- [Text to read]:
((
If the common law approach to environmental protection failed, it did so with the punitive damages--not necessarily with the decision to award them at all (on this, clearly, reasonable people can differ) but with their outrageous size. But I'm not willing to write off the jury, which comes off as thoughtful and responsible. Consider its approach to the compensatory damages. The plaintiffs asked for $572 million; Exxon declared that $100 million was a more appropriate figure. An array of well-paid experts testified for both sides, contradicting one another with abandon. So the jurors spent a month carefully considering each piece of evidence, divvying data by geography and by species of fish. They did their own calculations, referring to the experts' testimony when it was useful but refusing to be simply wowed by the aura of expertise. In the end, they produced about as fair a figure as anyone could have computed.

"It may be argued," Lebedoff writes, "that no jury should be asked to decide such technical economic questions, that some other method of dispute resolution should be employed for such abstruse aspects of a case. It is far more difficult to assert that any other method would have done a better job than what was accomplished by those resolute jurors."

He's right. One can disagree with some of the jury's decisions, but one cannot find fault with the jury, or the jury system, itself. If it did a less impressive job computing the punitive award, that can only be because retribution is so much fuzzier than restitution. The first is based on empirical data, the other on an abstract, almost artistic sense of justice. In the jury room, two argued against imposing a punitive award at all. Others proposed figures ranging from $861 million to $13 billion. Two jurors said the penalty should be $3.52 billion, because that was Exxon's net profit the year of the spill. Five billion, Lebedoff writes, was "a compromise figure, with people moving up and down in search of a consensus." It was also about the average size of the company's annual net profit.

A pretty hazy process, yes. But this problem will afflict anyone instructed to compute punitive damages, juror or not. The problem lies in the system's haste to impose punitive awards, not with who it selects to impose them.

Certainly, the methods of the jury--if not always its particular decisions--seem more sensible than the actions of federal and state regulators. While Exxon was fighting the fishermen in civil court, the government charged the company with killing migratory birds without a permit--in essence, hunting without a license. Nothing in the civil trial was as absurd as recasting an oil company as an errant bird hunter. Exxon ended up settling for $1.03 billion. The figure included a $900 million "trust fund" for "restoration," on top of the billions Exxon had already spent trying to clean up its mess.
))
- [Exercise prompt]:
Answer these questions from the passage on the Exxon jury:
(a) What amount did the plaintiffs ask for in compensatory damages?
(b) What was the basis for the $3.52 billion penalty that two jurors proposed?
(c) For how much did Exxon settle the government's charge?

- [Collected data]:
((
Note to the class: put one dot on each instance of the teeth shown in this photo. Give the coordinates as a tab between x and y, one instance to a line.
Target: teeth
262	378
))
- [Result of this exercise]:
(a) $572 million.
(b) It was Exxon's net profit in the year of the spill.
(c) $1.03 billion.